**What is needed**.
Recast every line of the items below as a JSON list of strings, one string per line, with blank lines left out. Leave the pictures out of the list.

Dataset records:

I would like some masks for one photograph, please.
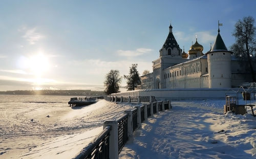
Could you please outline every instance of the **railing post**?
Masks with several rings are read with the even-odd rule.
[[[138,128],[141,127],[141,117],[140,117],[140,106],[136,106],[135,107],[137,108],[137,124],[138,125]]]
[[[118,127],[117,121],[106,120],[103,125],[104,129],[106,126],[111,126],[110,132],[110,158],[118,159]]]
[[[128,114],[128,119],[127,120],[127,135],[128,136],[127,142],[131,144],[133,142],[133,112],[132,110],[124,110],[124,113]]]
[[[145,121],[147,121],[147,110],[146,105],[144,105],[144,117]]]
[[[158,102],[157,102],[156,108],[157,113],[158,113],[158,112],[159,111],[159,110],[158,110]]]
[[[150,104],[150,113],[151,115],[151,117],[154,117],[153,103],[151,103]]]
[[[172,109],[172,105],[170,105],[170,101],[169,100],[168,100],[168,107],[169,107],[169,110]]]

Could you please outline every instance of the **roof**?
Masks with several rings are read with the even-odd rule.
[[[169,34],[168,34],[168,36],[167,37],[166,40],[165,40],[165,42],[164,42],[162,49],[164,48],[167,50],[169,48],[172,49],[174,48],[178,49],[180,48],[180,47],[178,44],[173,33],[169,33]]]
[[[210,51],[216,51],[219,50],[227,51],[223,40],[222,40],[222,38],[221,38],[221,34],[220,34],[220,32],[218,33],[217,37],[216,38],[214,46],[211,48],[211,50]]]
[[[206,54],[217,51],[226,51],[232,53],[231,52],[227,50],[227,48],[225,45],[225,43],[224,42],[223,40],[222,40],[221,34],[220,34],[220,30],[219,30],[218,32],[218,33],[217,37],[216,37],[216,40],[215,40],[215,42],[214,42],[214,44],[211,48],[211,50],[207,52]]]

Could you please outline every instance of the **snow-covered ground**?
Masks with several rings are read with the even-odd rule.
[[[135,106],[101,100],[71,108],[70,97],[0,95],[0,158],[71,158],[105,120]],[[256,158],[256,117],[250,109],[244,116],[223,115],[224,103],[172,101],[171,110],[155,115],[135,131],[119,158]]]
[[[131,107],[102,100],[71,108],[70,97],[0,95],[0,158],[71,158]]]
[[[250,108],[244,116],[223,115],[223,100],[172,103],[170,111],[142,123],[119,158],[256,158],[256,117]]]

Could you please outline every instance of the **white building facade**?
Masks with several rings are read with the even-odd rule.
[[[153,72],[141,77],[141,89],[230,88],[251,82],[246,61],[231,55],[219,30],[214,46],[204,54],[203,47],[197,39],[188,54],[184,49],[182,52],[173,34],[172,25],[169,29],[159,51],[159,58],[152,62]],[[256,68],[255,64],[253,67]]]

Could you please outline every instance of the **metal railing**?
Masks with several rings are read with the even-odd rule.
[[[123,102],[128,102],[129,97],[123,97]]]
[[[146,111],[147,112],[147,117],[151,116],[151,103],[146,105]]]
[[[169,102],[168,101],[164,101],[163,105],[164,107],[164,110],[169,109]]]
[[[163,102],[158,102],[158,111],[163,111]]]
[[[157,113],[157,103],[153,103],[153,113]]]
[[[120,153],[122,148],[128,140],[127,137],[127,113],[117,120],[118,127],[118,153]]]
[[[138,128],[138,110],[135,108],[132,110],[133,113],[133,131]]]
[[[76,158],[109,158],[111,129],[110,126],[106,126]]]
[[[150,96],[139,96],[140,98],[140,102],[150,102]]]
[[[116,97],[116,102],[121,102],[121,97]]]
[[[141,118],[141,123],[144,122],[144,121],[145,120],[145,116],[144,116],[144,106],[143,105],[142,106],[140,107],[140,118]]]
[[[138,102],[138,97],[130,97],[131,102],[137,103]]]
[[[113,97],[106,99],[113,100]],[[132,137],[133,131],[141,126],[141,123],[153,114],[171,108],[168,101],[154,102],[125,110],[124,115],[116,120],[105,121],[104,130],[75,158],[118,158],[122,148]]]

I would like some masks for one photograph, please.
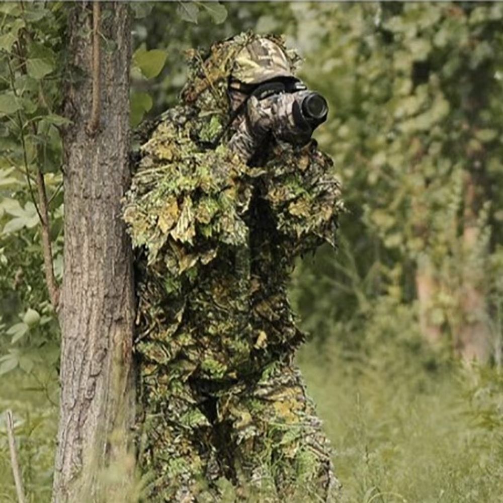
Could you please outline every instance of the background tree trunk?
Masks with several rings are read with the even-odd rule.
[[[120,491],[132,480],[134,457],[125,455],[134,410],[132,260],[121,210],[130,178],[128,7],[79,2],[68,31],[69,62],[76,71],[65,96],[72,122],[64,136],[61,392],[53,500],[125,501]],[[97,37],[101,56],[93,48]]]

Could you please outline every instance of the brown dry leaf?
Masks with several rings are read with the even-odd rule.
[[[288,206],[288,211],[295,216],[308,216],[310,214],[309,205],[305,199],[299,199],[291,203]]]
[[[170,197],[159,213],[157,226],[163,232],[167,232],[176,223],[180,211],[176,198]]]

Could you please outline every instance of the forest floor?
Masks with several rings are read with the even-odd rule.
[[[334,344],[299,358],[351,503],[503,502],[503,378],[453,363],[357,364]],[[32,503],[50,500],[55,372],[2,377],[0,501],[16,501],[3,411],[17,418]]]

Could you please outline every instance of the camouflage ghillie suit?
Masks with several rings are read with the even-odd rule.
[[[228,145],[242,117],[218,146],[205,147],[236,106],[228,95],[236,58],[258,40],[242,34],[192,54],[183,105],[141,145],[126,198],[140,250],[138,425],[140,463],[153,477],[149,501],[327,501],[338,485],[293,363],[304,336],[286,287],[296,257],[333,244],[332,162],[314,142],[273,138],[252,163]],[[291,71],[295,57],[282,57]]]

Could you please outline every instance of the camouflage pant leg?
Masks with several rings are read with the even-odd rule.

**Response**.
[
  "I would like some masks for one photograph, please.",
  "Could you please outline every instance of the **railing post**?",
  "Masks with several rings are read with the even-odd rule.",
  "[[[138,128],[141,127],[141,117],[140,117],[140,106],[136,106],[135,107],[137,108],[137,124],[138,125]]]",
  "[[[118,127],[117,121],[106,120],[103,125],[104,129],[106,126],[111,126],[110,132],[110,158],[118,159]]]",
  "[[[128,114],[128,119],[127,120],[127,135],[128,136],[127,142],[131,144],[133,142],[133,112],[132,110],[124,110],[124,113]]]",
  "[[[145,121],[147,121],[147,110],[146,105],[144,105],[144,117]]]",
  "[[[158,102],[157,102],[156,108],[157,113],[158,113],[158,112],[159,111],[159,110],[158,110]]]",
  "[[[150,104],[150,113],[151,115],[151,117],[154,117],[153,103],[151,103]]]",
  "[[[172,109],[172,105],[170,105],[170,101],[169,100],[168,100],[168,107],[169,107],[169,110]]]",
  "Could you please outline every instance of the **roof**?",
  "Masks with several rings are read with the even-odd rule.",
  "[[[169,34],[168,34],[168,36],[167,37],[166,40],[165,40],[165,42],[164,42],[162,49],[164,48],[167,50],[169,48],[172,49],[174,48],[178,49],[180,48],[180,47],[178,44],[173,33],[169,33]]]",
  "[[[210,51],[216,51],[219,50],[227,51],[223,40],[222,40],[222,38],[221,38],[221,34],[220,34],[220,32],[218,33],[217,37],[216,38],[214,46],[211,48],[211,50]]]",
  "[[[206,54],[217,51],[226,51],[232,53],[231,52],[227,50],[227,48],[225,45],[225,43],[224,42],[223,40],[222,40],[221,34],[220,34],[220,30],[219,30],[218,32],[218,33],[217,37],[216,37],[216,40],[215,40],[215,42],[214,42],[214,44],[211,48],[211,50],[207,52]]]",
  "Could you please outline every instance of the **snow-covered ground**?",
  "Masks with several rings are read with the even-odd rule.",
  "[[[135,106],[101,100],[71,108],[70,97],[0,95],[0,158],[71,158],[105,120]],[[256,158],[256,117],[250,109],[244,116],[223,115],[224,103],[172,101],[171,110],[155,115],[135,131],[119,158]]]",
  "[[[131,107],[102,100],[71,108],[70,97],[0,95],[0,158],[71,158]]]",
  "[[[250,108],[244,116],[223,115],[223,100],[172,103],[170,111],[142,123],[119,158],[256,158],[256,117]]]",
  "Could you please outline every instance of the **white building facade**?",
  "Masks with several rings are read with the even-odd rule.",
  "[[[153,72],[141,77],[141,89],[230,88],[251,82],[246,61],[231,55],[219,30],[214,46],[204,54],[203,47],[197,39],[188,54],[184,49],[182,52],[173,34],[172,25],[169,29],[159,51],[159,58],[152,62]],[[256,68],[255,64],[253,67]]]",
  "Could you please outline every instance of the **metal railing**?",
  "Masks with several rings are read with the even-odd rule.",
  "[[[123,102],[128,102],[129,97],[123,97]]]",
  "[[[146,111],[147,112],[147,117],[151,116],[151,103],[146,105]]]",
  "[[[169,102],[168,101],[164,101],[163,105],[164,107],[164,110],[169,109]]]",
  "[[[163,102],[158,102],[158,111],[163,111]]]",
  "[[[157,113],[157,103],[153,103],[153,113]]]",
  "[[[120,153],[122,148],[128,140],[127,137],[127,113],[117,120],[118,127],[118,153]]]",
  "[[[138,128],[138,110],[135,108],[132,110],[133,113],[133,131]]]",
  "[[[76,158],[109,158],[111,129],[110,126],[106,126]]]",
  "[[[150,96],[139,96],[140,98],[140,102],[150,102]]]",
  "[[[116,97],[116,102],[121,102],[121,97]]]",
  "[[[141,118],[141,123],[144,122],[144,121],[145,120],[145,116],[144,116],[144,106],[143,105],[142,106],[140,107],[140,118]]]",
  "[[[138,102],[138,97],[130,97],[131,102],[137,103]]]",
  "[[[113,97],[106,99],[113,100]],[[132,137],[133,131],[141,126],[141,123],[153,114],[171,108],[168,101],[154,102],[125,110],[124,115],[116,120],[105,121],[104,130],[75,158],[118,158],[122,148]]]",
  "I would like some masks for one photograph, please.",
  "Could you please outline every instance of the background tree trunk?",
  "Masks with several rings are read with the even-odd rule.",
  "[[[120,491],[132,480],[134,457],[125,455],[134,410],[132,260],[121,210],[130,178],[128,7],[79,2],[68,31],[69,62],[76,71],[65,96],[72,122],[64,136],[61,392],[53,500],[125,501]],[[97,37],[101,56],[93,48]]]",
  "Could you please outline every instance of the brown dry leaf?",
  "Masks with several rings are read with the even-odd rule.",
  "[[[288,206],[288,211],[295,216],[308,216],[310,214],[309,205],[305,199],[299,199],[291,203]]]",
  "[[[170,197],[159,213],[157,226],[163,232],[167,232],[176,223],[180,211],[176,198]]]",
  "Could you please outline every instance of the forest floor?",
  "Masks with several rings are read with the even-odd rule.",
  "[[[334,344],[299,358],[351,503],[503,502],[503,378],[453,363],[357,364]],[[32,503],[50,500],[55,372],[2,377],[0,501],[16,501],[3,411],[17,418]]]",
  "Could you please outline every instance of the camouflage ghillie suit?",
  "Masks with several rings are read with the even-odd rule.",
  "[[[228,145],[242,117],[218,146],[205,147],[236,106],[228,95],[236,58],[258,40],[242,34],[192,54],[183,105],[141,145],[126,198],[140,250],[138,425],[140,463],[153,477],[149,501],[327,501],[338,485],[293,363],[304,336],[286,287],[296,257],[333,244],[332,162],[314,142],[273,138],[252,163]],[[291,71],[295,57],[282,57]]]",
  "Could you please outline every instance of the camouflage pant leg?",
  "Masks with several rings are read with the even-odd rule."
]